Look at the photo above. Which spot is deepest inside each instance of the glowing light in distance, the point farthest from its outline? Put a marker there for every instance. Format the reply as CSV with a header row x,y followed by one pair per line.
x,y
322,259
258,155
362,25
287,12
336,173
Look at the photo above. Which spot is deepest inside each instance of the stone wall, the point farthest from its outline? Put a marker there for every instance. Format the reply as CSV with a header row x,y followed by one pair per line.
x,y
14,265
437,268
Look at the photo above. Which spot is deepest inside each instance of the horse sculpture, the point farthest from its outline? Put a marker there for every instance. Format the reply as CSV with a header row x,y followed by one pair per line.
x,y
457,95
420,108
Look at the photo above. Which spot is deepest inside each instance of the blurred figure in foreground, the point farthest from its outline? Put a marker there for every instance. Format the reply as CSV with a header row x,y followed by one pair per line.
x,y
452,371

* * * * *

● WHAT THE EXERCISE ASKS
Put the lines of the records, from the line containing "of the blurred" through the end of the records, into a JSON list of strings with one string per line, leaving out any blank lines.

● FULL RESPONSE
[
  "Look at the photo above. Which spot is deepest inside each instance of the blurred figure in foreground, the point farthest from its outline? Put a marker there for every instance. Format the reply as CSV with a header row x,y followed by one pair per line.",
  "x,y",
  "452,371"
]